* **ASSIGNED TASK**:
Please print the entries below exactly, from the line with "like [449, 149]." through the line with "Target — boy's bare leg", including both of those lines and leaving out all others.

Source data:
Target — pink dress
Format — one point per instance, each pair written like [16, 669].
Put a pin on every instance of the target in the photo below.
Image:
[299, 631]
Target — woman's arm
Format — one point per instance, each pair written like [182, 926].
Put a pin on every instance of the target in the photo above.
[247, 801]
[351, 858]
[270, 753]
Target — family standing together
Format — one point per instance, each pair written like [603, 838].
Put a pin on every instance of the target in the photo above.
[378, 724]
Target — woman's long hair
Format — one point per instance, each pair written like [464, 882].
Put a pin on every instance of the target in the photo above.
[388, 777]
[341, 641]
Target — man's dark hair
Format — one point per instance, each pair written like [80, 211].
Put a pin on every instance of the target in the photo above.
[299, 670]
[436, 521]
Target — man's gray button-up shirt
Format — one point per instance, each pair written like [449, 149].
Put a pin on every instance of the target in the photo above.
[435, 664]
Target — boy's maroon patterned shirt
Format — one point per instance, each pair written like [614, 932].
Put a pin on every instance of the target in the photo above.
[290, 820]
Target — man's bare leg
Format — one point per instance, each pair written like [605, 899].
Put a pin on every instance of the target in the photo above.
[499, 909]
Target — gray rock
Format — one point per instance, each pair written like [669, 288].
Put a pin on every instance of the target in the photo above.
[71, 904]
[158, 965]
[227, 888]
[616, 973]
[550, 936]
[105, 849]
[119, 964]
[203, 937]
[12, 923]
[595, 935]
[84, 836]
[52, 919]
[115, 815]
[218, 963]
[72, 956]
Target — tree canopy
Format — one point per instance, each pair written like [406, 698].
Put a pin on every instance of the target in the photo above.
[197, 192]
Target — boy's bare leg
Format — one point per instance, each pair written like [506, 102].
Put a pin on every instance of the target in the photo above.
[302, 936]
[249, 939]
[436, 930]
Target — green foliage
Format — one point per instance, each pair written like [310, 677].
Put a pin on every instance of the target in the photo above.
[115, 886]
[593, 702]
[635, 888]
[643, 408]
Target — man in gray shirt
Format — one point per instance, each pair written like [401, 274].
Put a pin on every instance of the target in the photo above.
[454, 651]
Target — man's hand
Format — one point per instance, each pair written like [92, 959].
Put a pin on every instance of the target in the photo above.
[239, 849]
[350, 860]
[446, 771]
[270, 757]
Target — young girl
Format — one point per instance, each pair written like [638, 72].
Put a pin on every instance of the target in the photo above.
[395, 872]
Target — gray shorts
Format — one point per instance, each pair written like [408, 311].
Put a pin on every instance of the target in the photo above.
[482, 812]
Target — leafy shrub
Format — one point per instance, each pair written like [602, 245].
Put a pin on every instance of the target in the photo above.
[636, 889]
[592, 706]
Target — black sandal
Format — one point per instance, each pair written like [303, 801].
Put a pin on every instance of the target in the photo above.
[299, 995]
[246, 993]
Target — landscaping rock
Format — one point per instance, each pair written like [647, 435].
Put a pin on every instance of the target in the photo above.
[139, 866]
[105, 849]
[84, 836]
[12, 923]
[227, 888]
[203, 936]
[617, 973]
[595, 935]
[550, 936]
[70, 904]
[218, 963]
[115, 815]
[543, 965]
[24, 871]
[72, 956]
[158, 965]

* **RESPONSE TO THIS TASK**:
Format — one point per instance, each pair written like [449, 149].
Put a pin on every instance of the target in the photo above.
[435, 664]
Target — boy's maroon patterned shirt
Format — one point per instance, each pair written like [614, 932].
Put a pin on every instance of the target in the photo above.
[290, 820]
Target — man's bare leg
Format — one point per instance, each pair written like [605, 899].
Put a pin on every instance of the target in the photo above.
[499, 909]
Target — gray rock
Format — one point per instance, each pair written like [669, 288].
Put a pin on every instance of the target in the photo above.
[71, 904]
[158, 965]
[227, 888]
[616, 973]
[550, 936]
[105, 849]
[119, 964]
[203, 937]
[12, 923]
[595, 935]
[84, 836]
[52, 919]
[115, 815]
[218, 963]
[72, 956]
Target — tree canopy
Format — one point per instance, each pair written like [406, 698].
Put a pin on every instance of the target in the photo above.
[197, 192]
Target — boy's bare leg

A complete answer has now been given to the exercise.